Testo della pagina:

^^^^^^^^

Ricorda di non essere un Capo di Stato ma a tratti, per incisività e brillantezza, rischia perfino di oscurare Francois Hollande. Come quando dice che «svalutare l’euro non è un tabù» anche se non è certo «tra le ipotesi più concrete». È di buon umore Mario Monti nella sala tutta stucchi dorati della prefettura di Lione. La protesta dei “no Tav” è lontana, lo prepoccupa sempre di meno. Anche lo spread sotto quota 300 lo rincuora anche se, aggiunge, «c’è un livello a 287 punti base che rappresenta un obiettivo che spero sia toccato. Indovinate perché? Vabbè ve lo dico… è esattamente la metà dei 574 punti con cui abbiamo iniziato il nostro percorso». Una discesa «dolce e graduale» nel quale gioca un certo ruolo anche il buon rappporto con la Francia. Ma nessuno pensi a contrastare così i diktat tedeschi perché «il motore franco-tedesco resta fondamentale». Un’altalena, quella degli spread, che almeno per l’Italia dipende dal fatto se nell’Eurozona prevalgono le misure a favore della stabilità o l’incapacità a decidere.

^^^^^^^^

Estrai tutto il testo qui sopra su Mario Monti a Lione e ricopialo parola per parola, senza cambiare niente.

Dati dell'esercizio:
^^^^^^^^

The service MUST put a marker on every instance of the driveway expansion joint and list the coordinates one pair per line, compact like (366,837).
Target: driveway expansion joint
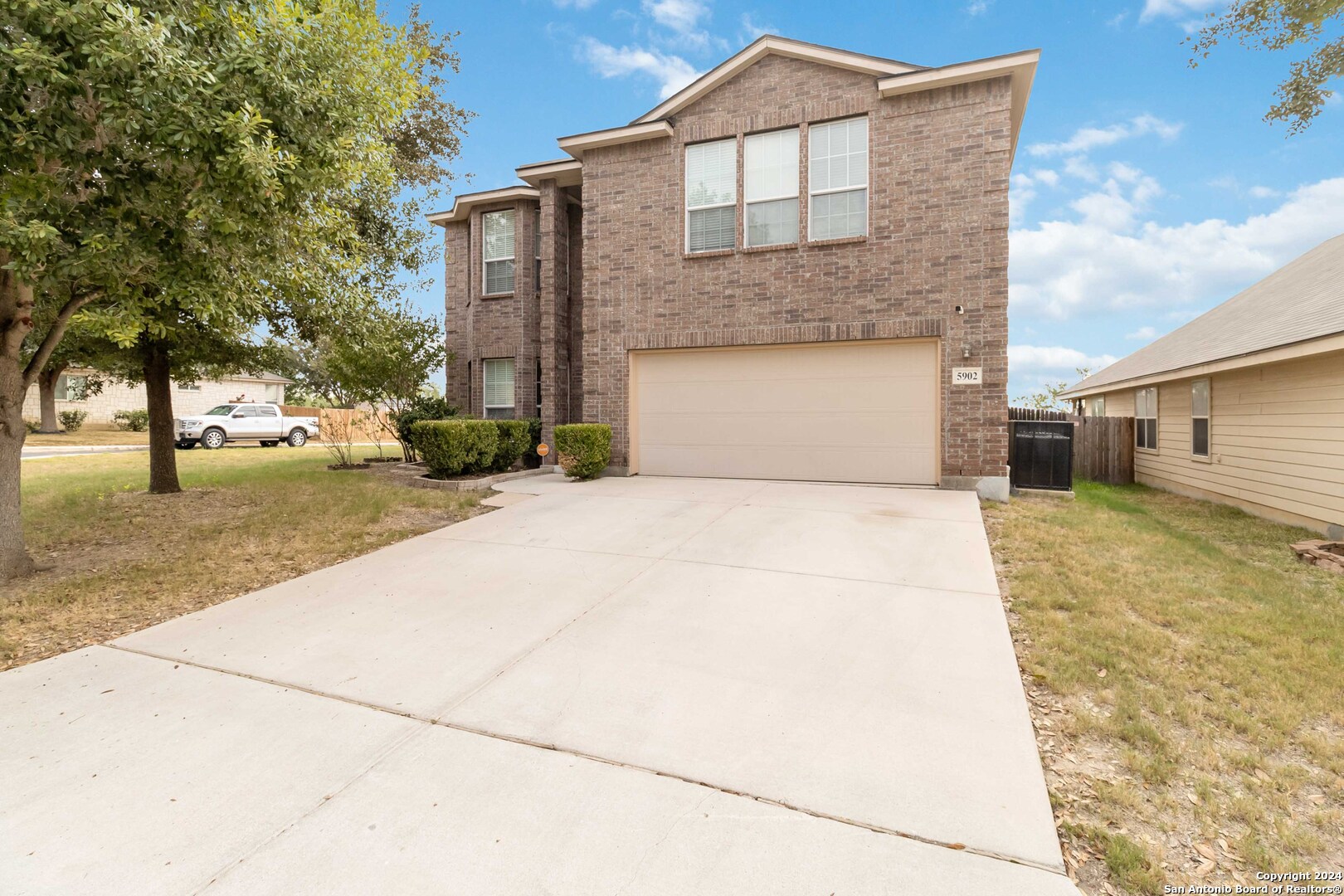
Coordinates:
(398,742)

^^^^^^^^

Risposta:
Ricorda di non essere un Capo di Stato ma a tratti, per incisività e brillantezza, rischia perfino di oscurare Francois Hollande. Come quando dice che «svalutare l’euro non è un tabù» anche se non è certo «tra le ipotesi più concrete». È di buon umore Mario Monti nella sala tutta stucchi dorati della prefettura di Lione. La protesta dei “no Tav” è lontana, lo prepoccupa sempre di meno. Anche lo spread sotto quota 300 lo rincuora anche se, aggiunge, «c’è un livello a 287 punti base che rappresenta un obiettivo che spero sia toccato. Indovinate perché? Vabbè ve lo dico… è esattamente la metà dei 574 punti con cui abbiamo iniziato il nostro percorso». Una discesa «dolce e graduale» nel quale gioca un certo ruolo anche il buon rappporto con la Francia. Ma nessuno pensi a contrastare così i diktat tedeschi perché «il motore franco-tedesco resta fondamentale». Un’altalena, quella degli spread, che almeno per l’Italia dipende dal fatto se nell’Eurozona prevalgono le misure a favore della stabilità o l’incapacità a decidere.